[Begin DATA FOR THIS EXERCISE]

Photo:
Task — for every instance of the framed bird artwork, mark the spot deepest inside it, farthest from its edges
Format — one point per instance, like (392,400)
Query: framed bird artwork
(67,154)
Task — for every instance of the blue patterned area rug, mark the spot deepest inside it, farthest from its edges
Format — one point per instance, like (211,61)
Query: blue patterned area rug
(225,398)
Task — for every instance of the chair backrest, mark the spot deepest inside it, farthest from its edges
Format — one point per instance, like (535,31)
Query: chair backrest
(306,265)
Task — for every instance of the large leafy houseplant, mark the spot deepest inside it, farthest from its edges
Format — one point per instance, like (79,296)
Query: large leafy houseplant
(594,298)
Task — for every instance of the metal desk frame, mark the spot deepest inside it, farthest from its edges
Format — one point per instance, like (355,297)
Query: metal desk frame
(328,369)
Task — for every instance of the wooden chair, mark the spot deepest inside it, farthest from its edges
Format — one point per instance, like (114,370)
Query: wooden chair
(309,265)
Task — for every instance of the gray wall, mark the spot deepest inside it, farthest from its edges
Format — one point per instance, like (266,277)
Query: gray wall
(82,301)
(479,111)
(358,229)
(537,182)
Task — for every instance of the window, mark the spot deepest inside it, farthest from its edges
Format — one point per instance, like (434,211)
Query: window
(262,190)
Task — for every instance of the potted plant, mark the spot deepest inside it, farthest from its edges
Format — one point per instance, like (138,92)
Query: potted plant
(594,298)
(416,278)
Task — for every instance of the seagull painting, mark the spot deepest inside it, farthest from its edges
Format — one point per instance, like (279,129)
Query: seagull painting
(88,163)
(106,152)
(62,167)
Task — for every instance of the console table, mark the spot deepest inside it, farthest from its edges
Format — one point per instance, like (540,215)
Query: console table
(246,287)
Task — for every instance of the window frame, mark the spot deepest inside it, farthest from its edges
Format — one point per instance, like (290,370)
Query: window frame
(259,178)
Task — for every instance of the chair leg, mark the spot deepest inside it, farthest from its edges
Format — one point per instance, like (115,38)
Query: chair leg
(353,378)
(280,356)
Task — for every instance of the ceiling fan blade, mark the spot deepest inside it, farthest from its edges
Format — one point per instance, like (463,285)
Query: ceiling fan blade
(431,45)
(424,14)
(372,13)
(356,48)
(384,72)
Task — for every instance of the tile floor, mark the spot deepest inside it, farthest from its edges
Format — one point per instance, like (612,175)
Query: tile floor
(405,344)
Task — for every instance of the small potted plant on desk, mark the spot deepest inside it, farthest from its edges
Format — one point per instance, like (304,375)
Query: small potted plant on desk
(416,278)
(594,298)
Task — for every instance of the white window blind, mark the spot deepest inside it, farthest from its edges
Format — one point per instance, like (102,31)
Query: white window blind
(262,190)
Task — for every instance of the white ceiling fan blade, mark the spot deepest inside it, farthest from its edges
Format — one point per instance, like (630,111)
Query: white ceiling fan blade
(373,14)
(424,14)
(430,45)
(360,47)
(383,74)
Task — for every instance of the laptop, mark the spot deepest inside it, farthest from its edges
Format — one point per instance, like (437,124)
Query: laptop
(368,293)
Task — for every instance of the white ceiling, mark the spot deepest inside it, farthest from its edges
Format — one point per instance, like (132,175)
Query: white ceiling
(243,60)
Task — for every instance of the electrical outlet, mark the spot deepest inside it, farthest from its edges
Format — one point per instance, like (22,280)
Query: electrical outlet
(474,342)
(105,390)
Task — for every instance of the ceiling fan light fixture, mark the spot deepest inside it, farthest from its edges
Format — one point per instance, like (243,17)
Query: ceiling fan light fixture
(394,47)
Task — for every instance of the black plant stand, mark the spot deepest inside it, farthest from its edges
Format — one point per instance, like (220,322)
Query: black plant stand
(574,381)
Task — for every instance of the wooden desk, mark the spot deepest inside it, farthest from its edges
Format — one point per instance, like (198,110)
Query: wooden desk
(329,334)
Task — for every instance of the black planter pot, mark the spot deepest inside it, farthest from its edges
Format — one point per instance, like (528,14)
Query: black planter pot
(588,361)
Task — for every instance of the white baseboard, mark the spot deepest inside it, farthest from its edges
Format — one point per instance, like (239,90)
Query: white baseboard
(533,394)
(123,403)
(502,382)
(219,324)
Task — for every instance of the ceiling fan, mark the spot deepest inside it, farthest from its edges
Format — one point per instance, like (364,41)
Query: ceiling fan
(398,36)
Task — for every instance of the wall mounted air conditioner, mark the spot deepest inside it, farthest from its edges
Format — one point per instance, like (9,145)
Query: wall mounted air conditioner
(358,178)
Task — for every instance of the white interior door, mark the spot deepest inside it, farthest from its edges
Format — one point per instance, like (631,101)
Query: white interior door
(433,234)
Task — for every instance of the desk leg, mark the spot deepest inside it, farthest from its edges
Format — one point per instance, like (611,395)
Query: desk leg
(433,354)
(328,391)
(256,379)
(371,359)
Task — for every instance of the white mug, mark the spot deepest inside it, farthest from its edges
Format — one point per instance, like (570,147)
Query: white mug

[End DATA FOR THIS EXERCISE]

STATED PROBLEM
Please reproduce the entire listing, exactly as shown.

SOLUTION TO THE PROBLEM
Photo:
Task — for every instance of the framed bird artwork, mark the spot deepest inside it, farthest from its edges
Format — one point per instance, like (392,400)
Query: framed bird artwork
(67,154)
Task — for every instance of the blue patterned area rug, mark the spot deepest inside it, farthest from its edges
Format — one point per instance, like (211,61)
Query: blue patterned area rug
(225,398)
Task — for every instance of the chair backrest, mark the spot deepest inside it, farthest from its edges
Format — one point per instance, like (535,31)
Query: chair backrest
(306,265)
Task — for every instance of the large leafy houseplant, mark the spot deepest inside it, farthest from its edges
Format — one point per instance, like (79,296)
Query: large leafy houseplant
(594,298)
Task — for every instance of the metal desk frame, mark the spot deepest inside it, farthest from its edges
Format — one point per instance, like (355,297)
Query: metal desk frame
(328,369)
Task — for every instance of the wooden chair, mark the spot deepest inside it, farthest from its edges
Format — one point per instance, like (114,370)
Query: wooden chair
(309,265)
Task — for every instance of the gray wall, mark the spot deepest inside it, farthest from its edges
Format — one point per instance, like (266,277)
Query: gray wall
(82,301)
(479,111)
(358,229)
(537,182)
Task — for every instance of the window, mark the spot deepest inside it, farthest from its edges
Format — one point per instance, like (434,211)
Query: window
(262,190)
Task — for every instance of the potted plant, mark the spot deepest inside it, farthest from its edges
Format — one point per instance, like (138,92)
Query: potted plant
(594,298)
(416,278)
Task — for every instance of the seagull painting, mark the spot deepest inside it, farthest from its edges
Format — one point per instance, like (279,129)
Query: seagull painting
(88,163)
(106,152)
(62,167)
Task — for every instance of the console table, mark the spot deepest inside it, farthest from its edges
Format — one point per instance, like (540,215)
Query: console table
(246,287)
Task — for every instance of the window frame, mark the spot deepest inside it, farthest from its edges
Format — one point per instance, like (290,370)
Query: window frame
(259,178)
Task — for every instance of the chair leg, mark the spot deepest inside it, farthest from its edges
Format — one point per instance, like (115,38)
Query: chair leg
(353,378)
(280,356)
Task — for every instance of the ceiling fan blade, mark the spot deepest inside it, farthest from its edges
Format — one point per instance, like (463,285)
Query: ceiling fan blade
(431,45)
(424,14)
(372,13)
(356,48)
(384,72)
Task — for every instance of the tile floor, mark the spot deepest inside it, farthest from its edges
Format — one point per instance, like (612,175)
Query: tile floor
(405,344)
Task — for every instance of the small potted plant on desk, mark the spot deepest inside it, farthest from its edges
Format — one point per instance, like (304,375)
Query: small potted plant on desk
(416,278)
(594,298)
Task — for every instance of the white window blind, mark the spot deepest inside it, farthest from its edges
Format — one point per instance, like (102,31)
Query: white window blind
(262,190)
Task — for every instance of the white ceiling fan blade, mark the spot deepest inside it, farthest from its edges
Format — one point per instance, like (630,111)
Query: white ceiling fan blade
(373,14)
(424,14)
(430,45)
(360,47)
(383,74)
Task — for every instance of the laptop, mark the spot deepest inside it, farthest from its edges
Format — one point per instance, like (437,124)
Query: laptop
(368,293)
Task — for every instance of the white ceiling, mark the spot deepest inside it, farthest from its edges
Format — one point per instance, like (132,175)
Query: white ceiling
(243,60)
Task — for every instance of the electrical outlet, mark the spot deepest inside it, farthest from its edges
Format — one point per instance, like (22,280)
Query: electrical outlet
(474,342)
(105,390)
Task — for every instance of the ceiling fan light fixture, mark the spot deepest inside it, farthest from its edges
Format — one point per instance, like (243,17)
Query: ceiling fan light fixture
(394,47)
Task — for every instance of the black plant stand, mark the spot deepest inside it, farthest from its edges
Format — one point per instance, like (220,322)
Query: black plant stand
(574,381)
Task — for every instance of the wooden desk, mark the spot deepest inside it, farthest from its edges
Format — one point per instance, like (198,110)
Query: wooden desk
(329,334)
Task — for every instance of the black planter pot, mark the spot deepest inside it, farthest from its edges
Format — one point per instance, like (528,14)
Query: black planter pot
(588,361)
Task — for every instance of the white baseboard, mark the spot deepest inside it, farthest from its edges
Format — one point per instance, like (239,90)
Query: white baseboard
(533,394)
(123,403)
(502,382)
(219,324)
Task — for every instance of the ceiling fan, mark the spot deepest inside it, farthest from its edges
Format — one point per instance, like (364,41)
Query: ceiling fan
(398,36)
Task — for every instance of the wall mounted air conditioner, mark the spot deepest inside it, farthest from its edges
Format — one point per instance, like (9,145)
Query: wall mounted air conditioner
(358,178)
Task — for every instance of the white interior door, mark the spot deepest inside it, farthest from its edges
Format — one point per instance, like (631,101)
Query: white interior door
(433,234)
Task — for every instance of the desk leg, mark the spot deepest inside it, farthest from its edges
Format — one point per instance, like (611,395)
Query: desk leg
(433,354)
(328,391)
(256,379)
(371,359)
Task — for every instance of the white mug, mark the spot deepest inside it, farthest from its edges
Format — one point per instance, like (570,147)
Query: white mug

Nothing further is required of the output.